Recorded data

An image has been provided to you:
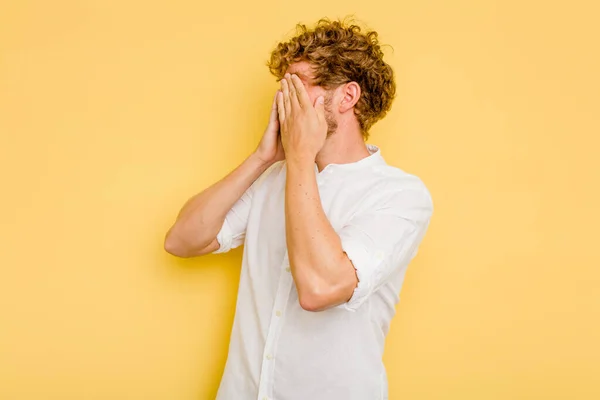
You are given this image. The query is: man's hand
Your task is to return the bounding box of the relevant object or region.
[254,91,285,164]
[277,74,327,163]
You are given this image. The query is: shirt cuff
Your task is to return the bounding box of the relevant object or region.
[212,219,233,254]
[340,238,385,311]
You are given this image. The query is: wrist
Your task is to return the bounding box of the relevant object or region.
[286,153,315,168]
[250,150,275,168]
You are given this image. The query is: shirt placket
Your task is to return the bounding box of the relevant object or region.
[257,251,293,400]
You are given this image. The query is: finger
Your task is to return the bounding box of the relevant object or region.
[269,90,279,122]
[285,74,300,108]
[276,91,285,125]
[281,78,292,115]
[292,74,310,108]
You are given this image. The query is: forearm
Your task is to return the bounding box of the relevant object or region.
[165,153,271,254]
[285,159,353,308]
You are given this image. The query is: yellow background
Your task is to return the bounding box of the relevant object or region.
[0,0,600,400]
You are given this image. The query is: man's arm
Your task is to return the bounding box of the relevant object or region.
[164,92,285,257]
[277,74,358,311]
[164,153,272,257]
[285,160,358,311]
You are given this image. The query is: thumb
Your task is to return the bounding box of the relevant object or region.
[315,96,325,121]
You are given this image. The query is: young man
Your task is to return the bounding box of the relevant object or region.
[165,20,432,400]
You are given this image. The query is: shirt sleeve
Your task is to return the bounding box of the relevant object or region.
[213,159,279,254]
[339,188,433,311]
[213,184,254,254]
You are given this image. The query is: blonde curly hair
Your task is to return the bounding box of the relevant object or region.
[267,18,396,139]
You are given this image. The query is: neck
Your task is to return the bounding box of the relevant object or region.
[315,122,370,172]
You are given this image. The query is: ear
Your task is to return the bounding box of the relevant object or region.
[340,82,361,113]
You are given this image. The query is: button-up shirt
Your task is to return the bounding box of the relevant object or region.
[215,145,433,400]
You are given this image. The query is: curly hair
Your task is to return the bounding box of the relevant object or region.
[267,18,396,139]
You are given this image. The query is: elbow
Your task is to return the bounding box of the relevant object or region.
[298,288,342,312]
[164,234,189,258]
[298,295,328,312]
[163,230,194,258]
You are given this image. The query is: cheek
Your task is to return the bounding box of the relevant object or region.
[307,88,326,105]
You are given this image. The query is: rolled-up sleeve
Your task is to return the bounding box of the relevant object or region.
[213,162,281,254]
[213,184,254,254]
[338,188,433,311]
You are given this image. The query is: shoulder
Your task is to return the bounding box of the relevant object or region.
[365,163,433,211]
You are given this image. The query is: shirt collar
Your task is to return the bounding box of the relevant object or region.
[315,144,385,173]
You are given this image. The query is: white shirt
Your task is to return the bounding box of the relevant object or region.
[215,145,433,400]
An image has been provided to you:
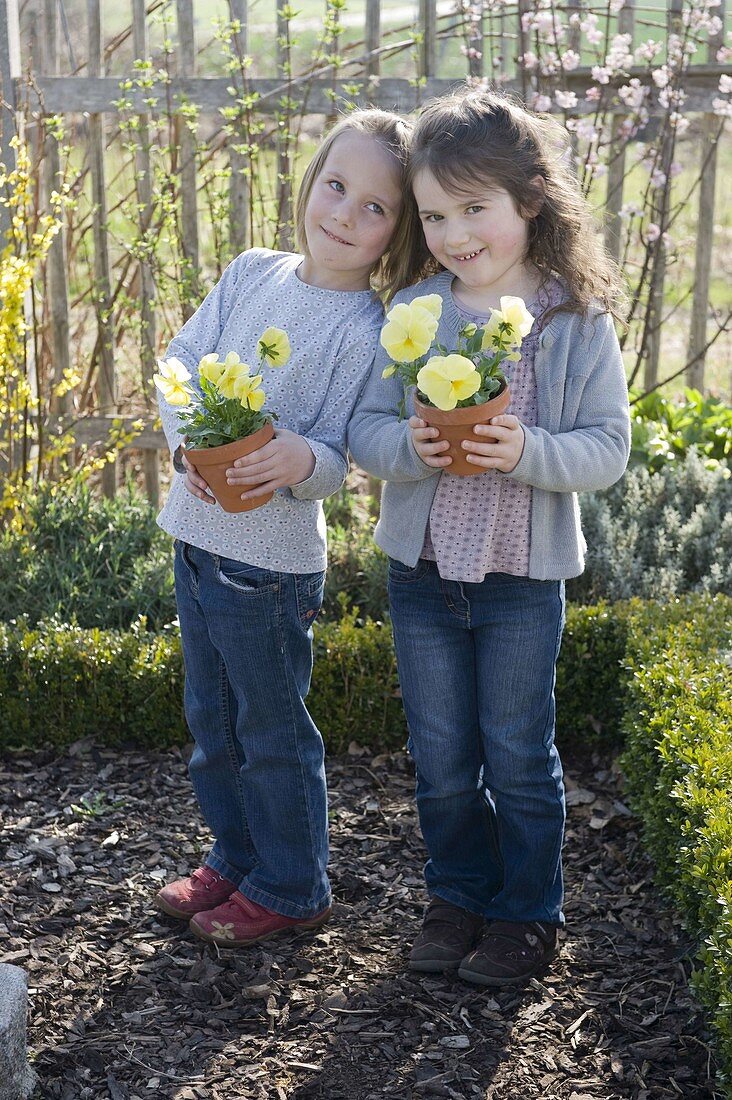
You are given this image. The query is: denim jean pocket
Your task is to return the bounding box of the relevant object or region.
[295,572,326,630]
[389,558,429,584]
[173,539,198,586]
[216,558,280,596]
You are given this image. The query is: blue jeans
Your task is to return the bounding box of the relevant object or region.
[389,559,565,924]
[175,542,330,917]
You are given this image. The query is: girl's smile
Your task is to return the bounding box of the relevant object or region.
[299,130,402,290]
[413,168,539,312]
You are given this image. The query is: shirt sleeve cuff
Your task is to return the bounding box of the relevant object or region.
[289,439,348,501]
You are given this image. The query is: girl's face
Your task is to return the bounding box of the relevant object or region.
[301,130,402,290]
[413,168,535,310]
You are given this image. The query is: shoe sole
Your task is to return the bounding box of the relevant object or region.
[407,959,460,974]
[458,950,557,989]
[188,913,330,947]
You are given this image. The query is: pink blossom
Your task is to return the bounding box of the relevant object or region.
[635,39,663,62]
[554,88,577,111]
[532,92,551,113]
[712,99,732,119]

Aim:
Give back all of the items above word for word, leaving out the pictures.

Answer to this exercise:
An image has been provided to you:
You are given this image. The query is: man's hand
Your task is to return the bounding box of the relevant object or region.
[254,91,285,164]
[277,74,327,163]
You are given this image. The query is: shirt cuff
Your task is to return the bounding box of the relevant object or region.
[212,219,233,254]
[340,238,385,311]
You are given this image. The query is: wrist
Your task is to return the bounding box of the relevant object or region.
[286,153,315,168]
[250,150,275,168]
You are given this image. The query is: shirt placket
Your task is to return the bounding box of the relevant object or region.
[257,251,293,400]
You are given this image. The query is: finger
Your task is to return the bounding box of the relevant object or region.
[269,90,279,122]
[285,74,300,108]
[276,91,285,125]
[281,78,292,115]
[292,74,310,108]
You are given this image. The query is: forearm
Your task is to return the bounding box of the relevant object or region.
[165,153,271,254]
[285,159,353,308]
You are given this image. The query is: yellow background
Your task is to return the bounding box of the relevant object or region.
[0,0,600,400]
You are given this image. The query is: man's arm
Your task is to return the bounding box of the relevant object or region.
[164,92,285,257]
[277,74,358,311]
[164,153,272,257]
[285,160,358,311]
You are given this image. The query is: thumb
Your task is to return the bounding box of the relevant object or region.
[315,96,325,121]
You are given this image. The query is: young man
Your task is to return the bounding box of the relevant object or region.
[165,20,432,400]
You are given this image. The query is: shirt sleeve
Your task is to return the bounding box of the relevant object or region.
[213,159,279,254]
[339,188,433,311]
[213,184,254,254]
You are given this image. The query is: blonde curly hair
Your task is to return the bounding box of the relevant object or region.
[267,18,396,139]
You are given this image. The query is: neck
Your task is to return the bounding box of the relevant object or region.
[315,122,370,172]
You are given this image. The query is: ear
Your task is to return the bounding box of the relevant object or region.
[340,82,361,113]
You are given this image. The query is: button-up shirt
Your task is to return the bounding box of the relevant object or region.
[215,145,433,400]
You are given this image. The query is: curly hair
Your task is to return the bounding box of the relevant object or region.
[267,18,396,139]
You are given this image. The query is: elbow
Your task is to return the bounding box of the relevant object or region.
[298,288,342,312]
[164,234,189,258]
[298,295,328,312]
[163,230,194,258]
You are given this image. The query is: cheek
Your task is to return the bounding box of the relevant object or region.
[307,88,326,105]
You are given this image. The query is: rolled-up sleeve
Your task is to return the bounding box of the relevant object or region.
[213,162,281,254]
[213,184,254,254]
[338,188,433,311]
You are given this image. The query is: shoulder
Your task is to return the bounding box of the relevant object or region.
[365,163,433,211]
You are given this image. The query is: shirt collar
Your task is to return the bounding box of the relevant object or region.
[315,144,385,173]
You are given this image. The query is: white shirt
Your task is to return the bounding box of the relevant object or region.
[215,145,433,400]
An image has been provided to you:
You are given this image. The query is: denim jean pocket
Your task is to return the bounding box of the relevant object or region.
[295,572,326,630]
[389,558,429,584]
[173,539,198,586]
[216,558,280,596]
You are given this image. The query is: blue jeans
Your task is to return the bounding box of the relevant object or region.
[389,559,565,924]
[175,542,330,917]
You are given this image. The query is: girl's smile
Your task is to return the bounding box of the relevant object or region.
[299,130,402,290]
[413,168,539,312]
You are given this image. The query is: shirt sleeve cuff
Your task is to return the bounding box of the relevant object or region.
[289,439,348,501]
You are given this image. The query is: girl's face
Your task is to return the bounding box of the relevant object or region.
[301,130,402,290]
[413,168,535,310]
You are given this image. The query is: shoe sole
Your task is to return the bounding box of the relevant object or region.
[407,959,460,974]
[458,950,557,989]
[188,913,330,947]
You are given this image. The query is: pink blossom
Your task is to return the bounding box of the relevant object or region.
[635,39,663,62]
[554,88,577,111]
[532,92,551,113]
[712,99,732,119]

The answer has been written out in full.